◆ **GIVEN TEXT**

:::

# 15-year-old sentenced to life



## kwflatbed (Dec 29, 2004)

PROVIDENCE, R.I. (AP) November 6,2006










The second-youngest murder defendant in the state in more than 100 years was sentenced to life in prison yesterday.

Fifteen-year-old Phearin Rot won't be eligible for parole until the year 2026.

Rot pleaded guilty to first degree murder for fatally shooting 14-year-old Jamont Richardson last year.

Prosecutors say the teenager's cousin complained to Rot that she had braided Richardson's hair but he refused to pay her the 15-dollars she charged.

Prosecutors say Rot and Richardson fought at his cousin's house in the city's Smith Hill neighborhood.

State lawyers say Rot left and returned with a gun and shot Richardson in the face.

Members of Richardson's family were in court wearing T-shirts with a poem about him.

At the sentencing, judge Robert Krause said the use of illegal guns was "the bane of society."

(Copyright 2006 by The Associated Press. All Rights Reserved.)


----------



## Andy0921 (Jan 12, 2006)

It's your own fault punk!You made a stupid discission thinking you were bad ass and now your fucked. Have good life Jr.


----------



## justanotherparatrooper (Aug 27, 2006)

i wouldnt recomend sleeping on your stomach ...you little prick


----------

:::

◆ **PROVIDED DATA**
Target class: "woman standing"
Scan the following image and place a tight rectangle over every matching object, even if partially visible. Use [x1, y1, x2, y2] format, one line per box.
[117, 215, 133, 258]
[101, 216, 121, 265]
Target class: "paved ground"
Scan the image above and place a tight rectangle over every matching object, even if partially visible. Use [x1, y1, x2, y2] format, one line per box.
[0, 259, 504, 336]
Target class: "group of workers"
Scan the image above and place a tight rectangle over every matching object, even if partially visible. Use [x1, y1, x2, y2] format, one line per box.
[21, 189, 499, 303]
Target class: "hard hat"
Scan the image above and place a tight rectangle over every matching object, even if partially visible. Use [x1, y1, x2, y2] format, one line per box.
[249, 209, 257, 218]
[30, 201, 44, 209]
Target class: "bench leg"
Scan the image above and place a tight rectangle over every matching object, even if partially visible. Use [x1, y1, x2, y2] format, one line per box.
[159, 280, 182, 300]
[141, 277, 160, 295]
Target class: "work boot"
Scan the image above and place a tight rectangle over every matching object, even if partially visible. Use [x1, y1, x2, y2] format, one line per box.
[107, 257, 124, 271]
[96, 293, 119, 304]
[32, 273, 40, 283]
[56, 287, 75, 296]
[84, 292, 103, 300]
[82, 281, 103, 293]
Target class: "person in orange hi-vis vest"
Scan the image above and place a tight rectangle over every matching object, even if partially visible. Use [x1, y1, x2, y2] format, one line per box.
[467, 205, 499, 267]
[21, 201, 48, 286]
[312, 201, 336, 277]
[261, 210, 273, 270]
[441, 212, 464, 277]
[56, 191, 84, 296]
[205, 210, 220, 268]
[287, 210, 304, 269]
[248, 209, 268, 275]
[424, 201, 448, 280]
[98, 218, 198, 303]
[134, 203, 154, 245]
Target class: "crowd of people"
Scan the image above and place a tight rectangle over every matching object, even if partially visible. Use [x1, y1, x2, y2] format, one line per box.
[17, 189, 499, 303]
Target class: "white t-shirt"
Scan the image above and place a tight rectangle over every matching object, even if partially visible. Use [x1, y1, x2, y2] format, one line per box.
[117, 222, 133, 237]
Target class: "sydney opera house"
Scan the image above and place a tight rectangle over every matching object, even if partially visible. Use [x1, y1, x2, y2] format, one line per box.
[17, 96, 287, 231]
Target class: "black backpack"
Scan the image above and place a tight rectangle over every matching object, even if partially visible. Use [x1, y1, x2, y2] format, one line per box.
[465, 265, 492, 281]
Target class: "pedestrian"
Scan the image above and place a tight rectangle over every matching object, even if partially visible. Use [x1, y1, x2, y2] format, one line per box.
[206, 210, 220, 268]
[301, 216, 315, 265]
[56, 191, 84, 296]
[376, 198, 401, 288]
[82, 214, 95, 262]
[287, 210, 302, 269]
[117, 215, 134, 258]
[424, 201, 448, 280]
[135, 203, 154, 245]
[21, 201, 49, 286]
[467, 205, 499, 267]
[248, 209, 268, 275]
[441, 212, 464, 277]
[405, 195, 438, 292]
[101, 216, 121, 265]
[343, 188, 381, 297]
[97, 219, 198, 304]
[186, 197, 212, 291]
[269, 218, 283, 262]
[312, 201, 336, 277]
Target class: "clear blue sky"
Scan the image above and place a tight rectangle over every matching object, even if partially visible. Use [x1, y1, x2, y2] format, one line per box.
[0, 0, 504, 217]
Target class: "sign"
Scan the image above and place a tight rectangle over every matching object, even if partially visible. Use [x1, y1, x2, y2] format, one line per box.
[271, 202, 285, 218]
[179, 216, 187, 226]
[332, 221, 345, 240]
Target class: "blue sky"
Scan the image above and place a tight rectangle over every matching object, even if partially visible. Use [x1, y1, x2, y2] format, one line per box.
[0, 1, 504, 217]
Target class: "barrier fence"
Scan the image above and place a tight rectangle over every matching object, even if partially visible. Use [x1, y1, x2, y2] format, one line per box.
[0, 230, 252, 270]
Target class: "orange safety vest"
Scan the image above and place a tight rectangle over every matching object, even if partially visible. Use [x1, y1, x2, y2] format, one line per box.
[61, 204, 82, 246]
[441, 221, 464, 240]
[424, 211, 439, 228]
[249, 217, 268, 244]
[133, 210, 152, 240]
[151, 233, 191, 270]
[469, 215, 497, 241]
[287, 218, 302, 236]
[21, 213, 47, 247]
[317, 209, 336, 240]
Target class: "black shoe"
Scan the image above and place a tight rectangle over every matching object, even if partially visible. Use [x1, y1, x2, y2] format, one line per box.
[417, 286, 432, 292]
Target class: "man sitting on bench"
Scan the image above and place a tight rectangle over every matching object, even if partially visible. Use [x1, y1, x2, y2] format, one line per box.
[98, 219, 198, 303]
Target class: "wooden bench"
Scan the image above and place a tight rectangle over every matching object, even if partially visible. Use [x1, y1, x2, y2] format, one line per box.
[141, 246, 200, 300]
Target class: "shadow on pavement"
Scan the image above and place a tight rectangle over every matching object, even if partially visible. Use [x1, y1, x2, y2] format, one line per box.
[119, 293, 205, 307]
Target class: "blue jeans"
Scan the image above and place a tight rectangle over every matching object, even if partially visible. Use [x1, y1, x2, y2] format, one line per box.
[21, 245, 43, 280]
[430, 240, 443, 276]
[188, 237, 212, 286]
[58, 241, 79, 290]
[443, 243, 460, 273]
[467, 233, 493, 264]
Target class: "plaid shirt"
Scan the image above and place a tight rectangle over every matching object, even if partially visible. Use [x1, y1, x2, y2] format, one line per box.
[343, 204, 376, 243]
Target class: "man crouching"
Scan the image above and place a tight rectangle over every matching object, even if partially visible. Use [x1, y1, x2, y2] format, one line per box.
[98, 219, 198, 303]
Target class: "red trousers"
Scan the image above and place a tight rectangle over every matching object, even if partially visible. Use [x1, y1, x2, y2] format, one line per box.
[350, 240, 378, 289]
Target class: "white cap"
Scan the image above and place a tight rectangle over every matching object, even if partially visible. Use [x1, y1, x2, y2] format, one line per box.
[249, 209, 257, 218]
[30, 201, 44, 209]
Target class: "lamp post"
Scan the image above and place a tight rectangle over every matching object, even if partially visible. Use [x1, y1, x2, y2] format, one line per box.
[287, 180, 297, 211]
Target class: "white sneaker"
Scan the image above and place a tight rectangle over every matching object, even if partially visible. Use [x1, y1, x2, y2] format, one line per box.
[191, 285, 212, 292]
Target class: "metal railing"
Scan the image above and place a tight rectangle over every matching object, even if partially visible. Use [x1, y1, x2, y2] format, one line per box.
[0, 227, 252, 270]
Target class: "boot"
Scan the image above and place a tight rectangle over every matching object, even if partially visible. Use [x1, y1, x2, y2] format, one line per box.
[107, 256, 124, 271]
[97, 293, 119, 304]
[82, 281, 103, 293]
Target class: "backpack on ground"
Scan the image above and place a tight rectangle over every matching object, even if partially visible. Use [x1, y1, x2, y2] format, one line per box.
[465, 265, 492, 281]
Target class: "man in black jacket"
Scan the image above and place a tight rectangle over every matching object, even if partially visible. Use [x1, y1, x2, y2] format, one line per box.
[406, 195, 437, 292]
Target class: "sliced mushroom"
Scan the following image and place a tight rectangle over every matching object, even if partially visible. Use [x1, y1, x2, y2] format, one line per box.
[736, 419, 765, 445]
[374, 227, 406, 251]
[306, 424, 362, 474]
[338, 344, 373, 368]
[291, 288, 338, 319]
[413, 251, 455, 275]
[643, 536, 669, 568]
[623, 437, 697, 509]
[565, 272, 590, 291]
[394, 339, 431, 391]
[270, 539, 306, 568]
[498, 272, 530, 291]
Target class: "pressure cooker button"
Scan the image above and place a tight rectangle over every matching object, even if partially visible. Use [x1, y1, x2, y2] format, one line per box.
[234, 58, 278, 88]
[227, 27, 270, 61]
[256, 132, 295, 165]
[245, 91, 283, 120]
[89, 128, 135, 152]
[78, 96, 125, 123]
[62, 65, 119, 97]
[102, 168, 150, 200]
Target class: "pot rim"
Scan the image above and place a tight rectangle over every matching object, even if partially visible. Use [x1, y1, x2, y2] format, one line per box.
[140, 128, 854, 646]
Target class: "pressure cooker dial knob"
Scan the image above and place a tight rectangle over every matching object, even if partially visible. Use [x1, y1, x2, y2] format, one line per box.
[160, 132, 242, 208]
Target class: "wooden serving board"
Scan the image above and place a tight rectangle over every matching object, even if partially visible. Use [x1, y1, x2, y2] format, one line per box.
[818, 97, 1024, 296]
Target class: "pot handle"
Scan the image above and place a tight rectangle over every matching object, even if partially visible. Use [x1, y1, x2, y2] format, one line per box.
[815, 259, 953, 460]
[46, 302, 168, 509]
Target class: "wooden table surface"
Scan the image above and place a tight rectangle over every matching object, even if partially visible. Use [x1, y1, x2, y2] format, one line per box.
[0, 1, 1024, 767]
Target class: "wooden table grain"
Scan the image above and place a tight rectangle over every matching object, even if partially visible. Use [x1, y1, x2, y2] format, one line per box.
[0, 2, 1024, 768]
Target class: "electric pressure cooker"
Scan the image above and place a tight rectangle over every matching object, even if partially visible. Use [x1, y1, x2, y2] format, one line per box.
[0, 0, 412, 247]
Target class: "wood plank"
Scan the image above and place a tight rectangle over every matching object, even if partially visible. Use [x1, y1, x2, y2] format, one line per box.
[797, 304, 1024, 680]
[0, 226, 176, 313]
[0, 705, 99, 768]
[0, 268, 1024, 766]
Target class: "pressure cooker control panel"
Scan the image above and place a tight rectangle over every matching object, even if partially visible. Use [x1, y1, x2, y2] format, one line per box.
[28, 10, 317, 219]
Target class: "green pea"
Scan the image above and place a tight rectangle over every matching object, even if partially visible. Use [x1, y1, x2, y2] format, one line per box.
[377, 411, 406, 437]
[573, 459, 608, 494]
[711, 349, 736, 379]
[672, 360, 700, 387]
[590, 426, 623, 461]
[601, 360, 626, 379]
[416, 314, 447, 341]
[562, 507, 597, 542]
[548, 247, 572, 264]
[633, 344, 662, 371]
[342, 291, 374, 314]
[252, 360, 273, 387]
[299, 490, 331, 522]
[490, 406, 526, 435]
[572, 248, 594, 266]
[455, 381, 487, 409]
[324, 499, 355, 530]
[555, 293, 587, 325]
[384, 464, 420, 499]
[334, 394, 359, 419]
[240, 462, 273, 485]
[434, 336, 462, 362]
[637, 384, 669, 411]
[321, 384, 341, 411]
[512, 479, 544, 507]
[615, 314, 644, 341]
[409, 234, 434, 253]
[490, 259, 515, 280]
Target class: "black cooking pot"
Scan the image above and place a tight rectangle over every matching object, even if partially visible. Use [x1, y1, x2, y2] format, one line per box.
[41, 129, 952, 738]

:::

◆ **PROBLEM STATEMENT**
Copy the stretch of the thread from "Rot pleaded guilty" through "in the face.", swapping "Prosecutors" for "Officials". The listing was taken from a different source.

◆ **REPLY TO THE TASK**
Rot pleaded guilty to first degree murder for fatally shooting 14-year-old Jamont Richardson last year.

Officials say the teenager's cousin complained to Rot that she had braided Richardson's hair but he refused to pay her the 15-dollars she charged.

Officials say Rot and Richardson fought at his cousin's house in the city's Smith Hill neighborhood.

State lawyers say Rot left and returned with a gun and shot Richardson in the face.